* WHAT IS EXPECTED: Which lines to output? The line containing "Query: young man" and every line after it in the data below, each copied exactly.

* PROVIDED DATA:
- - - - -

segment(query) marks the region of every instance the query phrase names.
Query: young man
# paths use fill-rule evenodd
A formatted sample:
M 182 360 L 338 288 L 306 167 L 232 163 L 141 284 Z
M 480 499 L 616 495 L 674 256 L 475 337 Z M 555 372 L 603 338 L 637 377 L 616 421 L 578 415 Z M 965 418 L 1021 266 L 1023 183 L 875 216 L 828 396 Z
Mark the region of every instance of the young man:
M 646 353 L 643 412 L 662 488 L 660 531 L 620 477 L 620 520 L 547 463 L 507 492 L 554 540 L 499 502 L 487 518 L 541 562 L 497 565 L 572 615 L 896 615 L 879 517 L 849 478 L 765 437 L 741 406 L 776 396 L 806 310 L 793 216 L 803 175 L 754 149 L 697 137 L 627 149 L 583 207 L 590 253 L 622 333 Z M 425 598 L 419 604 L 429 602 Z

- - - - -

* EXERCISE ANSWER:
Query: young man
# paths use fill-rule evenodd
A formatted sample:
M 182 360 L 338 288 L 306 167 L 232 163 L 141 284 Z
M 480 499 L 616 495 L 674 256 L 475 337 Z M 555 372 L 603 338 L 637 377 L 616 421 L 578 415 Z M 965 418 L 1021 266 L 1023 183 L 875 216 L 828 396 Z
Mark the region of every instance of the young man:
M 646 353 L 643 412 L 662 488 L 660 531 L 620 477 L 620 520 L 547 463 L 507 492 L 554 540 L 499 502 L 487 518 L 541 562 L 497 565 L 572 615 L 896 615 L 879 517 L 849 478 L 765 437 L 741 406 L 776 396 L 806 310 L 793 216 L 803 175 L 754 149 L 697 137 L 627 149 L 583 207 L 590 253 L 622 333 Z M 425 598 L 419 604 L 429 602 Z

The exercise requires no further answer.